Énoncé du problème: Recopiez à l'identique chacune des lignes des enregistrements ci-dessous.

Données extraites d'une collection
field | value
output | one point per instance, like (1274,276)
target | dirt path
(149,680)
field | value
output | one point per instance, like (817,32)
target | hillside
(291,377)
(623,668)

Résultat final:
field | value
output | one point per instance, like (1274,276)
target | dirt path
(149,680)
field | value
output | one point per instance, like (817,32)
target | hillside
(291,377)
(623,668)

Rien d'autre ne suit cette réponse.